* Begin *
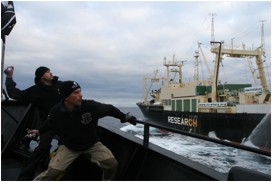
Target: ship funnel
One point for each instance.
(261, 135)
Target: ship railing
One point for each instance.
(147, 124)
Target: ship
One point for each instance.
(230, 111)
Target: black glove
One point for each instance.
(130, 119)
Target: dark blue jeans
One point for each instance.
(41, 153)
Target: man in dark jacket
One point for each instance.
(43, 95)
(75, 122)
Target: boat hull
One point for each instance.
(226, 126)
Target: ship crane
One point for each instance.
(237, 53)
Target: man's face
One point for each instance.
(47, 76)
(75, 98)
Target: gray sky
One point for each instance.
(109, 46)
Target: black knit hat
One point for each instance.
(39, 73)
(67, 87)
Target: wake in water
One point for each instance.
(216, 156)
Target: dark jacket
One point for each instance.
(77, 129)
(41, 96)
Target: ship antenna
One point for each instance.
(262, 38)
(212, 27)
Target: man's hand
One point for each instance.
(9, 71)
(32, 135)
(131, 119)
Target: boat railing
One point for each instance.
(147, 124)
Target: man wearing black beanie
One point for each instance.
(43, 96)
(75, 122)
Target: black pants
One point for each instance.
(40, 153)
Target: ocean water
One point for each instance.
(216, 156)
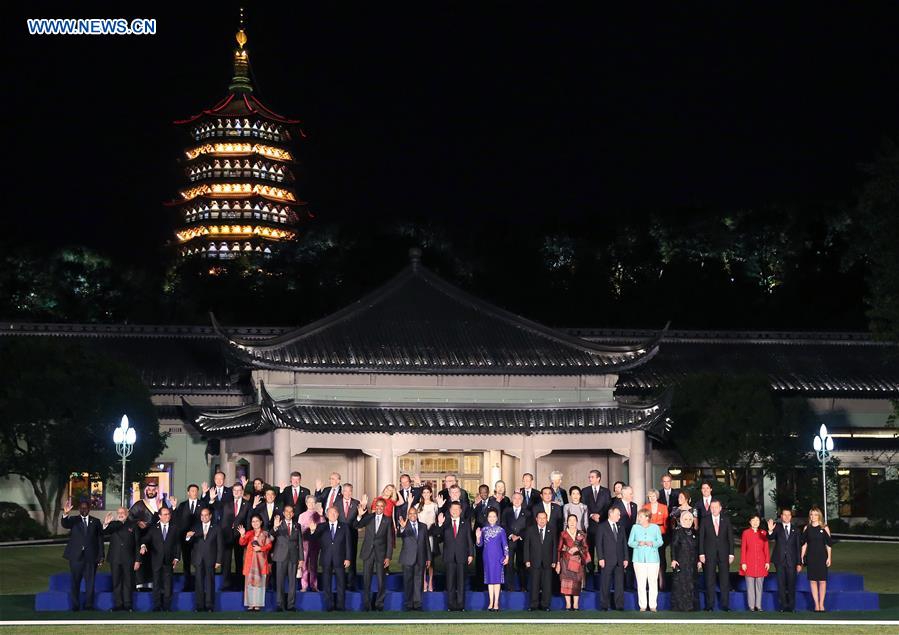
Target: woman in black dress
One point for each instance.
(684, 556)
(816, 555)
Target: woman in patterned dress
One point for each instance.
(573, 560)
(496, 556)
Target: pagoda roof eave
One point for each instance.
(239, 104)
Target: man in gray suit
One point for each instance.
(288, 556)
(415, 556)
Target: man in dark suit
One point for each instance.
(84, 551)
(187, 514)
(294, 494)
(553, 512)
(787, 557)
(408, 496)
(540, 557)
(560, 496)
(716, 550)
(530, 493)
(668, 497)
(205, 540)
(123, 556)
(458, 553)
(268, 509)
(667, 494)
(287, 554)
(164, 545)
(377, 547)
(704, 504)
(415, 556)
(218, 496)
(335, 552)
(515, 521)
(628, 519)
(597, 499)
(612, 558)
(234, 514)
(328, 496)
(348, 513)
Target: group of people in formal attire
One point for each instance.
(540, 540)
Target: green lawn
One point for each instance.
(25, 570)
(458, 629)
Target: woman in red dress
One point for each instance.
(256, 568)
(754, 561)
(573, 560)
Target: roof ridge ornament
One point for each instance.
(241, 83)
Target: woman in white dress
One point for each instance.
(574, 507)
(427, 514)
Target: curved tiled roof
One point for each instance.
(419, 323)
(423, 418)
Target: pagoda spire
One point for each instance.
(240, 83)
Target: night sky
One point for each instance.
(460, 112)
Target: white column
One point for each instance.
(636, 468)
(281, 455)
(528, 458)
(385, 463)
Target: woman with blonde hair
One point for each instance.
(390, 497)
(816, 552)
(645, 540)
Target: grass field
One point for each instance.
(24, 571)
(472, 629)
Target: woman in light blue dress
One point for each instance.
(496, 556)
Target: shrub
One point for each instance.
(16, 524)
(885, 503)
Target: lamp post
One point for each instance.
(124, 438)
(823, 444)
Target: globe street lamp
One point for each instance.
(124, 438)
(823, 444)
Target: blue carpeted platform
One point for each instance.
(845, 592)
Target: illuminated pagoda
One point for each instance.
(240, 197)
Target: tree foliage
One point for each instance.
(735, 420)
(59, 404)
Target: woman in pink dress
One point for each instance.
(312, 516)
* End *
> _Required task_: Rewrite all of the rows above, replacing "One point for each instance" with "Place one point on each instance" and changing nothing else. Leave the pictures out of the answer.

> _Full solution_:
Target: ship funnel
Place one point on each instance.
(261, 135)
Target: ship railing
Place one point on each instance.
(147, 124)
Target: ship
Place one point on each instance.
(230, 111)
Target: black glove
Place one point on each instance.
(130, 119)
Target: dark blue jeans
Place one point on each instance.
(41, 153)
Target: man in dark jacket
Place one point on each instance.
(43, 95)
(75, 122)
Target: boat hull
Place one point on each instance.
(226, 126)
Target: ship crane
Place one point on each instance.
(237, 53)
Target: man's face
Place one point on each instance.
(47, 76)
(75, 98)
Target: gray sky
Place one point on each instance.
(109, 46)
Target: black knit hat
Place one point on each instance.
(39, 73)
(67, 87)
Target: wake in water
Place one point on each instance.
(216, 156)
Target: dark jacket
Place one point on each instance.
(77, 129)
(41, 96)
Target: ship antenna
Place one point on each instance.
(262, 38)
(212, 27)
Target: man's hand
Place one point on each instance.
(9, 71)
(32, 135)
(131, 119)
Target: boat railing
Place one point on each instance.
(147, 124)
Target: man wearing black beanie
Place one point on each instance.
(43, 96)
(75, 122)
Target: black pants
Place one point on each instance.
(40, 153)
Target: ocean water
Place one point on each instance.
(216, 156)
Target: woman in black dress
Place one point on each instance.
(684, 556)
(816, 555)
Target: woman in patterned dress
Place one point on each instance.
(573, 560)
(496, 556)
Target: pagoda roof eave
Place one point on each instance.
(239, 104)
Target: man in gray suit
Place one point on each instance.
(288, 556)
(415, 556)
Target: man in dark suit
Place one point on each instance.
(84, 551)
(187, 514)
(294, 494)
(553, 512)
(787, 557)
(408, 496)
(540, 557)
(560, 496)
(716, 550)
(530, 493)
(668, 497)
(205, 540)
(123, 556)
(458, 553)
(268, 509)
(667, 494)
(287, 554)
(164, 545)
(377, 547)
(704, 504)
(415, 556)
(218, 496)
(335, 552)
(515, 521)
(628, 519)
(597, 499)
(612, 558)
(234, 514)
(328, 496)
(348, 513)
Target: group of people in formal attire
Place one point on each instance.
(540, 540)
Target: green lawn
Place one point on each instance.
(25, 570)
(458, 629)
Target: woman in red dress
Place one point on each instance.
(256, 568)
(754, 561)
(573, 560)
Target: roof ridge ornament
Place one point on each instance.
(241, 83)
Target: woman in white dress
Place one point on each instance.
(574, 507)
(427, 514)
Target: curved tiled roof
Place one point on each instance.
(419, 323)
(423, 418)
Target: pagoda spire
Place one point on each instance.
(240, 83)
Target: night sky
Place one point on each instance.
(460, 112)
Target: white column
Place one point on each instance.
(636, 468)
(281, 455)
(528, 458)
(385, 463)
Target: woman with blonde hair
Place one point on each instance.
(390, 497)
(816, 552)
(645, 540)
Target: grass field
Place one point on each instance.
(24, 571)
(472, 629)
Target: woman in light blue dress
Place one point on each instance.
(496, 556)
Target: shrub
Place one point on each instance.
(16, 524)
(885, 503)
Target: lamp post
Place one point on each instance.
(124, 438)
(823, 444)
Target: globe street lamp
Place one point on each instance.
(124, 438)
(823, 444)
Target: blue carpeted platform
Place one point on each instance.
(845, 592)
Target: illuminated pagoda
Place one point on each instance.
(240, 197)
Target: tree foliage
Place one point on each instance.
(735, 420)
(59, 404)
Target: woman in pink dress
Place one point on each instance.
(312, 516)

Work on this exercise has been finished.